* _INPUT RECORDS_:
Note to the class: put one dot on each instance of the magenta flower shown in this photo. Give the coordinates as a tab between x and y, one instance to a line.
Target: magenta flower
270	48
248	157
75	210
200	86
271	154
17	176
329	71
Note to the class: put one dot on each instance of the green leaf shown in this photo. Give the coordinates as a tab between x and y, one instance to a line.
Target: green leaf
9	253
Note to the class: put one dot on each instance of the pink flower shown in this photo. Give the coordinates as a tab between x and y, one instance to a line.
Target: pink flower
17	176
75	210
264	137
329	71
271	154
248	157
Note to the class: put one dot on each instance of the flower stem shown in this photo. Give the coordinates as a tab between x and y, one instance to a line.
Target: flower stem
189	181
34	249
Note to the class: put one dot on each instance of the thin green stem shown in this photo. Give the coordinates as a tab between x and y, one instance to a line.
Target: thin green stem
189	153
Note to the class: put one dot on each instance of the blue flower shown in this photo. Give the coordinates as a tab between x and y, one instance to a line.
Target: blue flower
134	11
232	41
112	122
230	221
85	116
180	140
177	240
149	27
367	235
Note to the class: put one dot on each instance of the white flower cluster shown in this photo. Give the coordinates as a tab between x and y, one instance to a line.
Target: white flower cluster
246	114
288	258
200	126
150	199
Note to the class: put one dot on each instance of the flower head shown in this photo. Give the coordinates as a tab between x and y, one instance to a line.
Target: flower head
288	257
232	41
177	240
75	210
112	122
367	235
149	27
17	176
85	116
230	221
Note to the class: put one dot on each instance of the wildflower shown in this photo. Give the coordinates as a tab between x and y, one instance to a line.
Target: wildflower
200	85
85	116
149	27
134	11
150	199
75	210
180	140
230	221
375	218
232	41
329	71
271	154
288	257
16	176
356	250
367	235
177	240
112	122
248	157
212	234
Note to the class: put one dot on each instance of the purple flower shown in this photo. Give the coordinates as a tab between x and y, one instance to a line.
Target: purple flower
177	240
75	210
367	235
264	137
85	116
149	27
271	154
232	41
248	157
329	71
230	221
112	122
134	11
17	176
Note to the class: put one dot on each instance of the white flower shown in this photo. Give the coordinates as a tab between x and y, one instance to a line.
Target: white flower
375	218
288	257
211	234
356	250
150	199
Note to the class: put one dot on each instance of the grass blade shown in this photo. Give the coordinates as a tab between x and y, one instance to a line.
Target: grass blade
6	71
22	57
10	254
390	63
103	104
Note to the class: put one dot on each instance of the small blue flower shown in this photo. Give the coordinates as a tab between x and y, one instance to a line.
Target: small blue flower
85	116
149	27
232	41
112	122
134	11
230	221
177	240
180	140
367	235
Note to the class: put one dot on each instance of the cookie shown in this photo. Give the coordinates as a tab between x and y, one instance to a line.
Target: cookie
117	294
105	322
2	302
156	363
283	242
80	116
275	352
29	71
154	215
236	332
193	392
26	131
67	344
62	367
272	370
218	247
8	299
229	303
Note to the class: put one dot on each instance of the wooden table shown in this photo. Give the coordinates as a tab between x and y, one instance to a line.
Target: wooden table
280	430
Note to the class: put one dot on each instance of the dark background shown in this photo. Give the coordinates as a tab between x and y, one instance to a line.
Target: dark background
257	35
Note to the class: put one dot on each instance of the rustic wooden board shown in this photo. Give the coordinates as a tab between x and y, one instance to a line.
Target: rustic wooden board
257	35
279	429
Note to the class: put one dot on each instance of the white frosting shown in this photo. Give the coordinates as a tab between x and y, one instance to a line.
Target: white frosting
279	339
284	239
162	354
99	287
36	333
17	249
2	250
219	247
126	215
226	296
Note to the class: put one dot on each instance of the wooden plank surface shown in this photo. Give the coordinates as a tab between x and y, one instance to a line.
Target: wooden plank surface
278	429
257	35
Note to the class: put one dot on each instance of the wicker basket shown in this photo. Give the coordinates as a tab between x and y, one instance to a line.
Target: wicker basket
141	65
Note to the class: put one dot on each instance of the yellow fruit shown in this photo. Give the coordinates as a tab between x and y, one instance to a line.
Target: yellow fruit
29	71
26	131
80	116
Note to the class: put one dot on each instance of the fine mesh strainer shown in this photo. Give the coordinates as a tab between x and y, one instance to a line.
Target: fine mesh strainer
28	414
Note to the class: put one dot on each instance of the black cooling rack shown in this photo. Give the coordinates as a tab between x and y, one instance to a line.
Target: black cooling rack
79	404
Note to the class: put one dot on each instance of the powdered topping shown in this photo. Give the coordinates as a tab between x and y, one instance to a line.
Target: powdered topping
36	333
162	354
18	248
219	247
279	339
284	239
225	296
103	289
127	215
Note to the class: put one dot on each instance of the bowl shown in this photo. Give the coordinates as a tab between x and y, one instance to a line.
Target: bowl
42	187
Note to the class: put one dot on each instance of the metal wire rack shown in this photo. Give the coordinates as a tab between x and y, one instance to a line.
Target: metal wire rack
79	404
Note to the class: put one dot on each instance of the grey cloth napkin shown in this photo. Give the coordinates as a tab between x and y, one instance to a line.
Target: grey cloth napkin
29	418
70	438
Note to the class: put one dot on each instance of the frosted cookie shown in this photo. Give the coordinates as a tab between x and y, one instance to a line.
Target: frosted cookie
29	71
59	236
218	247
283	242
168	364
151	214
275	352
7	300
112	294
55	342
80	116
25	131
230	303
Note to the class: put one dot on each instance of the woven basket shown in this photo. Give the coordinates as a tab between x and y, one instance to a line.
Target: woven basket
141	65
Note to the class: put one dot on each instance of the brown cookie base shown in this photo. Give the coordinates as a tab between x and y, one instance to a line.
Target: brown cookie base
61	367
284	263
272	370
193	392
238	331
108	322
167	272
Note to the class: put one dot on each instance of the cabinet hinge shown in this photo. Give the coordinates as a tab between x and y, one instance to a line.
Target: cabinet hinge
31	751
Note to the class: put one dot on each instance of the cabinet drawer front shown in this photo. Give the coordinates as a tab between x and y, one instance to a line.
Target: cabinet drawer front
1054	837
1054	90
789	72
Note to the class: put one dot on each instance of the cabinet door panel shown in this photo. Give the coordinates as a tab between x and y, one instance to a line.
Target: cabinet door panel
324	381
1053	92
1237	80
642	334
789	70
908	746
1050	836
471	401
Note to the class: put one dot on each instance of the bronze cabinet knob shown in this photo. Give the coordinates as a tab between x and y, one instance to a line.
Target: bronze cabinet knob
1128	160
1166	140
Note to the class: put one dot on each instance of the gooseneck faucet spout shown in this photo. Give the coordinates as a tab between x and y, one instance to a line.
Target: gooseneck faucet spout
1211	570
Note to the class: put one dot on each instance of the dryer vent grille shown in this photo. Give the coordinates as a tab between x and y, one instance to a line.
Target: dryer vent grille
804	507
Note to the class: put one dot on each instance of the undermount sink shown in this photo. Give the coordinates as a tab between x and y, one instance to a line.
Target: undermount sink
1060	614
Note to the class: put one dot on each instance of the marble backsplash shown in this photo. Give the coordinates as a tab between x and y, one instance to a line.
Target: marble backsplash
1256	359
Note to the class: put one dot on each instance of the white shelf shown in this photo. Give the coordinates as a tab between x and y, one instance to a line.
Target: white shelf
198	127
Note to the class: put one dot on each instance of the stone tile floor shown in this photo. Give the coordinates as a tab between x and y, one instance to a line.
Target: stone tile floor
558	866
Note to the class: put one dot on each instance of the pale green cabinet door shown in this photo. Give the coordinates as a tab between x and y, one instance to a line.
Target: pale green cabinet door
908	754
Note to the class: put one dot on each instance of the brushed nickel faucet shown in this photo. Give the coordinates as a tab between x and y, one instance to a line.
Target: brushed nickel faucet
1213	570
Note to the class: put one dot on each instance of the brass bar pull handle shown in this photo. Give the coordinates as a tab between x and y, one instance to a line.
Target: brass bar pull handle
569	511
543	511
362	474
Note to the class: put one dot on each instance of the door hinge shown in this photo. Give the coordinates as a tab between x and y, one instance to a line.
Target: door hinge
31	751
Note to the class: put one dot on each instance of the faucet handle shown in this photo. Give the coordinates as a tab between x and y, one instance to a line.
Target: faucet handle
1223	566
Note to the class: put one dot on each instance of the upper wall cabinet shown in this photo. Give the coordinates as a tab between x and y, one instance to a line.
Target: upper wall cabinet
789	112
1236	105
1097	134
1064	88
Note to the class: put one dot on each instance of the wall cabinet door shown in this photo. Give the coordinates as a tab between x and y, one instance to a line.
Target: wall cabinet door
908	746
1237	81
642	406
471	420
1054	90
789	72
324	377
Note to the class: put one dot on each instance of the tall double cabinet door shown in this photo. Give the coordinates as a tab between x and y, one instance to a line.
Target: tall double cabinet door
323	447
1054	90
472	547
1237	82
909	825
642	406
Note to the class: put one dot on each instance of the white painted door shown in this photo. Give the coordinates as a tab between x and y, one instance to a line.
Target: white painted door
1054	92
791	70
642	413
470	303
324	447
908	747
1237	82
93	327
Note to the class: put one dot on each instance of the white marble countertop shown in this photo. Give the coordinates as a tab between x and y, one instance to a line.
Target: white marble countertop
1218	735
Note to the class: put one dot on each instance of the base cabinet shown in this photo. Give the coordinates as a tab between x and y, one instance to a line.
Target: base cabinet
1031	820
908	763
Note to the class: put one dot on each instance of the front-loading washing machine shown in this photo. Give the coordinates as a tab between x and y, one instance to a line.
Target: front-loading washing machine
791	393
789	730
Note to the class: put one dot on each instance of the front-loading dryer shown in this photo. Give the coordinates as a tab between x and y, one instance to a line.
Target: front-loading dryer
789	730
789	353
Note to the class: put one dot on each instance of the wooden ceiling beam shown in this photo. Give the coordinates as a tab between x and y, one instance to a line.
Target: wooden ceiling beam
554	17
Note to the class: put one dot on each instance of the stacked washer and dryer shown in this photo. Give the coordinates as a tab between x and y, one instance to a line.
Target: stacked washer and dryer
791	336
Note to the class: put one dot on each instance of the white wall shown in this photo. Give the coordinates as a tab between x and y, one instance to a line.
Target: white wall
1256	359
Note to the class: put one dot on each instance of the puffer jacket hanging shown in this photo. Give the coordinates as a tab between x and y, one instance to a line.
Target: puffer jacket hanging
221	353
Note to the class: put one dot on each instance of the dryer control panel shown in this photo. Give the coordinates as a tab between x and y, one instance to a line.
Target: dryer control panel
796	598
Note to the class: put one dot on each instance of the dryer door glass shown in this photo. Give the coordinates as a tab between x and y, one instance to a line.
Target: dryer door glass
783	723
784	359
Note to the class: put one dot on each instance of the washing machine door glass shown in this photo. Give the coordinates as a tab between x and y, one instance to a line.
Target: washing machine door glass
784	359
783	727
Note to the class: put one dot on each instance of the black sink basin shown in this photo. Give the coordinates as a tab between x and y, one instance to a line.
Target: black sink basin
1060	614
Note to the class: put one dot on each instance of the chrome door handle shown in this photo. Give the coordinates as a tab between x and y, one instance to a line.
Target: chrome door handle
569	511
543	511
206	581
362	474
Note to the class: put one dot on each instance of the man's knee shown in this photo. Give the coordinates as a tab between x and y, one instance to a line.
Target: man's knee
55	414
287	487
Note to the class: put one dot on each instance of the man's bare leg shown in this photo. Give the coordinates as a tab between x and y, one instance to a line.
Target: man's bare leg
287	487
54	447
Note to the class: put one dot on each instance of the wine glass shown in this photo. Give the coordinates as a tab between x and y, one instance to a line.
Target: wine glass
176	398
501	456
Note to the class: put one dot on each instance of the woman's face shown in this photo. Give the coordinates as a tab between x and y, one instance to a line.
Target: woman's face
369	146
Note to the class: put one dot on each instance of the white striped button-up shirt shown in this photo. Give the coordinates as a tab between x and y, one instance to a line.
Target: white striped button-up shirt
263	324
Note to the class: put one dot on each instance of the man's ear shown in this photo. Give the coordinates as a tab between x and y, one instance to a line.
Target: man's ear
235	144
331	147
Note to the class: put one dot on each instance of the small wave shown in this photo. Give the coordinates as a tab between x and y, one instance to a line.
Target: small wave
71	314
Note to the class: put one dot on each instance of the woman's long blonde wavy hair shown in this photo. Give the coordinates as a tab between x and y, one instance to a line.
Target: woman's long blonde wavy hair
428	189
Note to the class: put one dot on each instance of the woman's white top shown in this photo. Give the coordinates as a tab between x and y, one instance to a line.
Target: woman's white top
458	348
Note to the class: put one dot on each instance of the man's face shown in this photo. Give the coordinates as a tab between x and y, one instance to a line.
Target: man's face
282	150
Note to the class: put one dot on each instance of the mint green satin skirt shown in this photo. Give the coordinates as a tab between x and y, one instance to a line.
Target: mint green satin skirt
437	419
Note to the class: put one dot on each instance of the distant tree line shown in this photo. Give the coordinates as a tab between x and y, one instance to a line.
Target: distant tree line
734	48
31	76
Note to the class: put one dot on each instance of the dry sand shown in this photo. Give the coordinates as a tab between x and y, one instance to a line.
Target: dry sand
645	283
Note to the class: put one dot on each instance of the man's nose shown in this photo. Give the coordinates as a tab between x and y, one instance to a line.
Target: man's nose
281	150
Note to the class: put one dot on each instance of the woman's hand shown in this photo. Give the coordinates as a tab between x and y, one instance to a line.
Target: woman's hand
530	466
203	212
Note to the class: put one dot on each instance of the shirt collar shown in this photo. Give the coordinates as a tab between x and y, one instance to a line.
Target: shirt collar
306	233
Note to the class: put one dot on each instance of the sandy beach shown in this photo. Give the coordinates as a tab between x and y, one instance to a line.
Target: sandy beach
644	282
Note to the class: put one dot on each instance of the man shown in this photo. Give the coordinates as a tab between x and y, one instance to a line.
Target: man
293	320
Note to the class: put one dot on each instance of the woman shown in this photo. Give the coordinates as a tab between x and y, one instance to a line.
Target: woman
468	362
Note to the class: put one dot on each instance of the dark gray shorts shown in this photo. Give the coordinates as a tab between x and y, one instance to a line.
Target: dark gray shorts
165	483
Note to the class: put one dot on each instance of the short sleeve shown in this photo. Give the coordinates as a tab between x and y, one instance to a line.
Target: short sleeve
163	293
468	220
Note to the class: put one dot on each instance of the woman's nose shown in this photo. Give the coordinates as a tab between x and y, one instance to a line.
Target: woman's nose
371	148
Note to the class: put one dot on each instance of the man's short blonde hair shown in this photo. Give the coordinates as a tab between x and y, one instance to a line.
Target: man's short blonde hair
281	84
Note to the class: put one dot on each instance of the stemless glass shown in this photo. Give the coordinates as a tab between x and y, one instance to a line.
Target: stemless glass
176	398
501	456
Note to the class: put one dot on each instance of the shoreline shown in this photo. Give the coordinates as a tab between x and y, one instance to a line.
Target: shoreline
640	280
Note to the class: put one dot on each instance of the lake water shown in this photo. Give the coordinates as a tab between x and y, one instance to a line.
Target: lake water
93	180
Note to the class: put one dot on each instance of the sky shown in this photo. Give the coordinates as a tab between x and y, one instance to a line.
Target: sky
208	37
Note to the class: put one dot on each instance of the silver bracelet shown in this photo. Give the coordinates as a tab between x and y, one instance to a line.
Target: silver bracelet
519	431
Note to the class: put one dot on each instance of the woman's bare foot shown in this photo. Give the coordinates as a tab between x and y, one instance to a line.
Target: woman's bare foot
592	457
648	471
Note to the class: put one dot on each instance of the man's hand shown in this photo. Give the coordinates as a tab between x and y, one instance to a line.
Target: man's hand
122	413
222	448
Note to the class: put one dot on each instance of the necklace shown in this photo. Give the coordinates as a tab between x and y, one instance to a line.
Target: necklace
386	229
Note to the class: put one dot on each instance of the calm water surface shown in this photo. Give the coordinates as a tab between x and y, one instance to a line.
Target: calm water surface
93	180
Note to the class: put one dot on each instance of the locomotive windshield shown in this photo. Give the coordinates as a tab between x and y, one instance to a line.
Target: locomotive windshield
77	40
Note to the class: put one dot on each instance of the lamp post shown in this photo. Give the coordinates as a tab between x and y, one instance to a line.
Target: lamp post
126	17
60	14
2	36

* _AIM OF THE EXERCISE_:
Set out the material from the line containing "the man's hand" through the end as a numbered list, skipping any blank lines.

* _THE SOLUTION_:
1. Note to the class: put one dot on each instance of the man's hand shown in this photo. Give the coordinates as a tab between x and y, one instance to a line.
2. Target: man's hand
3. 122	413
4. 222	448
5. Note to the class: put one dot on each instance of the necklace shown in this photo. Give the coordinates as a tab between x and y, one instance to a line.
6. Target: necklace
7. 386	229
8. Note to the class: put one dot on each instance of the calm water surface shown in this photo. Give the coordinates as a tab between x and y, one instance to a line.
9. Target: calm water surface
10. 93	180
11. Note to the class: put one dot on each instance of the locomotive windshield shown in this photo. Give the coordinates as a tab between x and y, one instance to a line.
12. Target: locomotive windshield
13. 77	40
14. Note to the class: put one dot on each instance of the lamp post shown in this photo. Give the coordinates as a tab between x and y, one instance to a line.
15. Target: lamp post
16. 126	17
17. 60	14
18. 2	36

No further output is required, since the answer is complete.